* [Work required] Rewrite the eHealth passage from "This involves first" to "software or technology.", putting "assessments" in place of "evaluations".

=== Given passage ===

One of the great challenges for eHealth is to convince governments, healthcare organisations, practitioners and the general public that it is worth the investment.
This involves first of all working out whether anyone is actually using the technology, then determining what they are using it for and finally trying to judge whether this use has any positive outcome.
These evaluations are all aspects of what is called “meaningful use” and apply to any technology, not just technology in healthcare.
When governments sell investment in technology to the public, they couch the benefits in terms of the positive outcomes of meaningful use, yet they measure the success of the deployment in terms of the more basic measures, specifically how many people are using the technology.
Use in this context can mean a download or registration. It doesn’t mean that they actually ever did anything further with the software or technology.
The use of download numbers or registrations can be useful if you are considering the deployment of the NBN for example, as it is very likely that people who connect to the NBN will actually use it.
When it comes to measuring the success in deployment of something like the PCEHR, it is very much less useful other than to serve as a distraction from the real issues of the success or failure of the investment.
In the case of the PCEHR, the Government is struggling to even get the registration numbers it had originally set out to achieve. It is falling short of its target of 500,000 registrants by June 2013 by a considerable margin. As of the end of April it had signed up only 109,000 people.

=== Information supplied ===

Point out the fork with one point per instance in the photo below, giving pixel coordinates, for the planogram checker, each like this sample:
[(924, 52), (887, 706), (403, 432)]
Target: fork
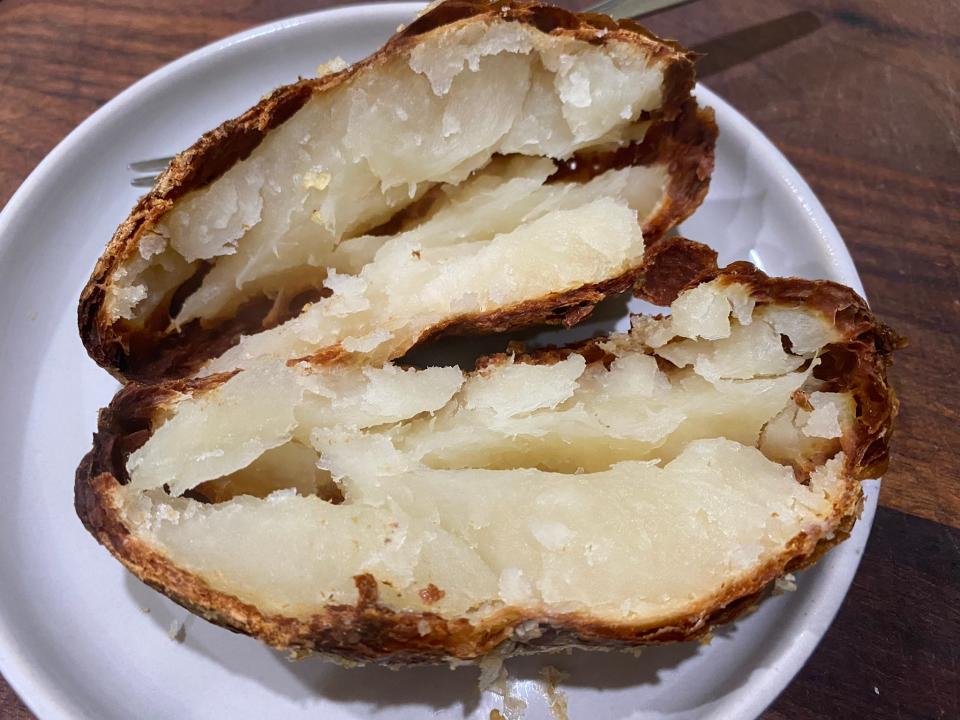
[(149, 170)]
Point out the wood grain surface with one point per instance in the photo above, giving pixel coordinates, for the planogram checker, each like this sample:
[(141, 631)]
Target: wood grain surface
[(862, 96)]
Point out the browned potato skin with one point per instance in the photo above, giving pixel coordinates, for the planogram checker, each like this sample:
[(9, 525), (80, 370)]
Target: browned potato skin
[(371, 632), (683, 136)]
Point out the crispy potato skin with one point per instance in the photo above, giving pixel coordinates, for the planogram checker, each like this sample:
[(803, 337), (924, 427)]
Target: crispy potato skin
[(682, 136), (371, 632)]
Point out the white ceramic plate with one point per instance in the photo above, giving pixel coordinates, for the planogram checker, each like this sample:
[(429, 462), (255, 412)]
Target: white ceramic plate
[(80, 637)]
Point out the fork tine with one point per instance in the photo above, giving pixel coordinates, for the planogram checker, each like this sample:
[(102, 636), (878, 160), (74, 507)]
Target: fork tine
[(153, 165)]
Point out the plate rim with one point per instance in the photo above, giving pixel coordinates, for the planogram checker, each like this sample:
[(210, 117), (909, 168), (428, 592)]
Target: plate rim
[(40, 693)]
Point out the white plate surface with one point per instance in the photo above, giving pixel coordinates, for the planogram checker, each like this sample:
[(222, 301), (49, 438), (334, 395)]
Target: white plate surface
[(79, 637)]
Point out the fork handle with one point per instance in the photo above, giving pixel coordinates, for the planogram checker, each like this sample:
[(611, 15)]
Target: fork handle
[(632, 8)]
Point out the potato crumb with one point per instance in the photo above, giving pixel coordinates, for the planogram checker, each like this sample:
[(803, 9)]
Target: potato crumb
[(556, 698), (177, 631)]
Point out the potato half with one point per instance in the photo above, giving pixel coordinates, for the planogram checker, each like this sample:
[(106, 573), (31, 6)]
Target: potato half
[(493, 165), (629, 490)]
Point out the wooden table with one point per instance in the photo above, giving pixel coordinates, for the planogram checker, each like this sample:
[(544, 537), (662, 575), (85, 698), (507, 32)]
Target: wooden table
[(862, 96)]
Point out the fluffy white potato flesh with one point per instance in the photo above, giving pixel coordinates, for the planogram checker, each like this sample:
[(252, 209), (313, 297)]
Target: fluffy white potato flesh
[(355, 156), (633, 489)]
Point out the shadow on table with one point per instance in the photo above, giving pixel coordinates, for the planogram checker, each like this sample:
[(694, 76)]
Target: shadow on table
[(740, 46)]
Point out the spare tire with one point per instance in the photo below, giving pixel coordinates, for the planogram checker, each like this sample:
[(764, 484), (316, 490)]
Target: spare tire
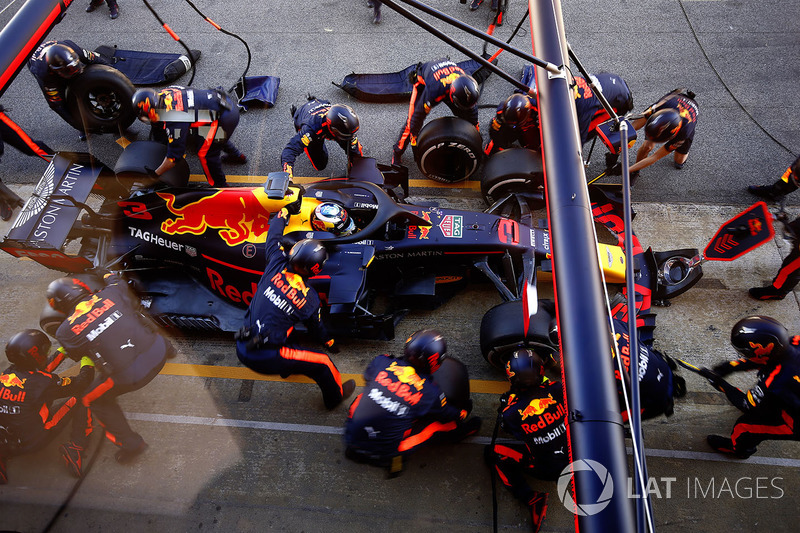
[(512, 170), (99, 99), (448, 149)]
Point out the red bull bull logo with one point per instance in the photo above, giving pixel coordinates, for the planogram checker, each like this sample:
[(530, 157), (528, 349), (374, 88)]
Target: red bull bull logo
[(537, 406), (12, 380), (237, 213)]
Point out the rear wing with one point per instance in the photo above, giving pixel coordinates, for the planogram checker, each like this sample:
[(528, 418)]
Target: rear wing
[(45, 224)]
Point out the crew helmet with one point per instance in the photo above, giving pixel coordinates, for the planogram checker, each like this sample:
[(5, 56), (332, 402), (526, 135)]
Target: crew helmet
[(760, 338), (307, 257), (464, 91), (342, 122), (525, 368), (28, 350), (63, 60), (517, 109), (144, 102), (63, 293), (333, 218), (662, 125), (425, 350)]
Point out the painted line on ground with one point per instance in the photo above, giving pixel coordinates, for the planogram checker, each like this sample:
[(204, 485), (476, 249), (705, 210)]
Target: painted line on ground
[(237, 372), (330, 430)]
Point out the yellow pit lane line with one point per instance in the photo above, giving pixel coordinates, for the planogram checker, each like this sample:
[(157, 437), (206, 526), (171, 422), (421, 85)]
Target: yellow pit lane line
[(236, 372)]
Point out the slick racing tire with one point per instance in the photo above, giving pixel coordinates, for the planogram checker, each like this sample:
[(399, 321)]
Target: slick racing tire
[(141, 155), (99, 100), (448, 149), (510, 171), (502, 332)]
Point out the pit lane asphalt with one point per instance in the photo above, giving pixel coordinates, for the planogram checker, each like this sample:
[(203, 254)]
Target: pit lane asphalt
[(232, 453)]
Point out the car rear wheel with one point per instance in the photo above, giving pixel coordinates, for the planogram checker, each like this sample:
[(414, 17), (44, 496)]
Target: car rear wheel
[(511, 171), (448, 149), (503, 332), (99, 99)]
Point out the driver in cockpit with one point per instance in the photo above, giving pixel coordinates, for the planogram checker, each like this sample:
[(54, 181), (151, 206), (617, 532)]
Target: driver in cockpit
[(333, 218)]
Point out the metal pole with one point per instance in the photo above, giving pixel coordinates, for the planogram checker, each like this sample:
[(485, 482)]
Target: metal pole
[(597, 443), (24, 33), (643, 503)]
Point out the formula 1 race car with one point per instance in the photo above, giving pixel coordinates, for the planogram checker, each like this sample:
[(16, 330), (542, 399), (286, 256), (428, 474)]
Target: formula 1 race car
[(194, 254)]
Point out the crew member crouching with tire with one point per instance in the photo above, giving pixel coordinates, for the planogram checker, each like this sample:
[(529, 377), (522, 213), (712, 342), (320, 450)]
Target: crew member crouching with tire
[(53, 64), (402, 407), (533, 411), (107, 327), (282, 299), (437, 81), (207, 117)]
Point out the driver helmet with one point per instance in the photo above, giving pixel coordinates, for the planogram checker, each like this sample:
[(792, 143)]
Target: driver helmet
[(307, 257), (63, 60), (517, 109), (464, 91), (333, 218), (425, 350), (342, 122), (525, 368), (64, 293), (760, 339), (144, 102), (28, 350), (662, 125)]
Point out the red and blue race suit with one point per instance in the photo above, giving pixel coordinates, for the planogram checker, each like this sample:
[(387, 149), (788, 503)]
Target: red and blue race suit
[(772, 407), (54, 86), (398, 411), (27, 419), (536, 416), (311, 124), (281, 300), (502, 134), (207, 117), (108, 328), (431, 88)]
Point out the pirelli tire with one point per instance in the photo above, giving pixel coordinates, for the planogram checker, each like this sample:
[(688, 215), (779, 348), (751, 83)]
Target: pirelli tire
[(448, 150), (512, 170), (99, 100), (503, 331)]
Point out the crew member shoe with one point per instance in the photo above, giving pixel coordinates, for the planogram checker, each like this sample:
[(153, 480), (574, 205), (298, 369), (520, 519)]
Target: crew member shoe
[(767, 192), (538, 508), (767, 293), (126, 456), (230, 159), (73, 457), (725, 445)]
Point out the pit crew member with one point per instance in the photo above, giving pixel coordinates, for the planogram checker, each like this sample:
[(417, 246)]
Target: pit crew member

===

* [Response for this exercise]
This involves first of all working out whether anyone is actually using the technology, then determining what they are using it for and finally trying to judge whether this use has any positive outcome.
These assessments are all aspects of what is called “meaningful use” and apply to any technology, not just technology in healthcare.
When governments sell investment in technology to the public, they couch the benefits in terms of the positive outcomes of meaningful use, yet they measure the success of the deployment in terms of the more basic measures, specifically how many people are using the technology.
Use in this context can mean a download or registration. It doesn’t mean that they actually ever did anything further with the software or technology.